§ **Instructions for the task**
Look below for the line holding "target: eyebrow" and the line holding "Provide the mask". Transcribe exactly those lines and all lines between them, nothing more.

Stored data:
————

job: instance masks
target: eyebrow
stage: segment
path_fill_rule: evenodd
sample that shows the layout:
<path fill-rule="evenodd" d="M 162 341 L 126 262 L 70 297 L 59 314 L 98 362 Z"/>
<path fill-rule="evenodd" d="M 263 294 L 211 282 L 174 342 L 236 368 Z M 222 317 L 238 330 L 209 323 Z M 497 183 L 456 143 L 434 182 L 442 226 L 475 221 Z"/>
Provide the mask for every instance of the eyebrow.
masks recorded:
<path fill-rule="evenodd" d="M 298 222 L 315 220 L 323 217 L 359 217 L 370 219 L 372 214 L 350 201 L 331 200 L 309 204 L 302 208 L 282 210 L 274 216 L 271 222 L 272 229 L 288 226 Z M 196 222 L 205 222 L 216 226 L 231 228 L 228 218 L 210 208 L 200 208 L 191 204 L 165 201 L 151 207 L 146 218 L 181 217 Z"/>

————

§ **Task response**
target: eyebrow
stage: segment
path_fill_rule: evenodd
sample that shows the layout:
<path fill-rule="evenodd" d="M 162 341 L 126 262 L 70 297 L 59 314 L 98 362 Z"/>
<path fill-rule="evenodd" d="M 263 294 L 211 282 L 174 342 L 236 368 Z M 222 317 L 238 330 L 209 323 Z M 497 183 L 456 143 L 434 182 L 442 226 L 475 221 Z"/>
Provide the mask for every instance of the eyebrow.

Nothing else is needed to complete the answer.